= What the task requires =
Once the line with "Guideline: put one point on each instance of the text" is found, return it along with every line after it, exactly, through the end of the material.

= Excerpted records =
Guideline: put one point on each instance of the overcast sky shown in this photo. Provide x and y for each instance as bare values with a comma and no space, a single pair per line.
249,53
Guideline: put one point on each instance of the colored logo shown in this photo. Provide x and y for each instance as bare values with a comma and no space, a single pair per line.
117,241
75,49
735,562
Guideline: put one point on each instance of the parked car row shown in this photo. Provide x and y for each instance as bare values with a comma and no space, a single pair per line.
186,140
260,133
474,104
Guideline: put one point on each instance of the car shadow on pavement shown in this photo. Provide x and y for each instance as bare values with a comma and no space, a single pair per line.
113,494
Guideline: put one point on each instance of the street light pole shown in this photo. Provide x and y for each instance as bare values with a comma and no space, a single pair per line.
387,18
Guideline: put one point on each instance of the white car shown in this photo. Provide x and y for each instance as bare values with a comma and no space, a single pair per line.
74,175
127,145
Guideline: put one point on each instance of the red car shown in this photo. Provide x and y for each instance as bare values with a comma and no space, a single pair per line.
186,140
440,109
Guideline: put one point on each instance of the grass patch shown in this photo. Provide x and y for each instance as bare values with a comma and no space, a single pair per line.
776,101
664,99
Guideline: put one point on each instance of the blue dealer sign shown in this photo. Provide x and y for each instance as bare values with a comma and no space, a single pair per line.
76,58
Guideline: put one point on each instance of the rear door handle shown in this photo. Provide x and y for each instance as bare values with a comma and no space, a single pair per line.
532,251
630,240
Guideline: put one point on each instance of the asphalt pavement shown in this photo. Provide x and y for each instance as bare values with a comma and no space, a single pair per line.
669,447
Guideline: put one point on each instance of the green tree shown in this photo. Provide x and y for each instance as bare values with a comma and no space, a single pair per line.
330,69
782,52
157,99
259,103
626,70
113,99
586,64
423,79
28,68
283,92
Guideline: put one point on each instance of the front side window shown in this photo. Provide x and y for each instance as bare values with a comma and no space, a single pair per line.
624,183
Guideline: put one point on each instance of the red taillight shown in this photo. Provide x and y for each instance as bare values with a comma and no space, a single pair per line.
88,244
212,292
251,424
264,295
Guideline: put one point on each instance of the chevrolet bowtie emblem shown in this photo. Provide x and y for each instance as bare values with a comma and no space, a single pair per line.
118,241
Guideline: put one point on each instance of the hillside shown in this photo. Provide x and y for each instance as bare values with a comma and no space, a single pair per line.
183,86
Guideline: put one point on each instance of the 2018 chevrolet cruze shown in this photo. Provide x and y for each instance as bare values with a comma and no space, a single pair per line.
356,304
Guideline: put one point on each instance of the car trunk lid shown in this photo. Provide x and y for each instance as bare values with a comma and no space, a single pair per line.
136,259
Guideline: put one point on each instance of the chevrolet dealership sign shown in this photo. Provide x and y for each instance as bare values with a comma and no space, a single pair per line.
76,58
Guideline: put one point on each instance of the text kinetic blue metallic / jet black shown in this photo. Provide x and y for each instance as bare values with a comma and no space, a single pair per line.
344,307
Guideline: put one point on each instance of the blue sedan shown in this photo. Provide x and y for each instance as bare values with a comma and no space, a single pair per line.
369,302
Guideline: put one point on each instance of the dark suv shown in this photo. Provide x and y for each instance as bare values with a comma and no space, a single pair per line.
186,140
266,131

= Solution =
Guideline: put one point on each instance of the text kinetic blue metallic / jet black shown in this photo. Provide x and y for each instance as bare values with a comma and no space, a single pair per line.
344,307
Guideline: put one point on each instance of the blue sedan shown in this photo. Provide x and y for each instance as bare values with a comma and no space, a single pair per line.
369,302
Guideline: put one point on each instance of the dark suv shown in this photo. Provide x and y for each instance as bare values with a comma and no space, a single pair per line.
186,140
266,131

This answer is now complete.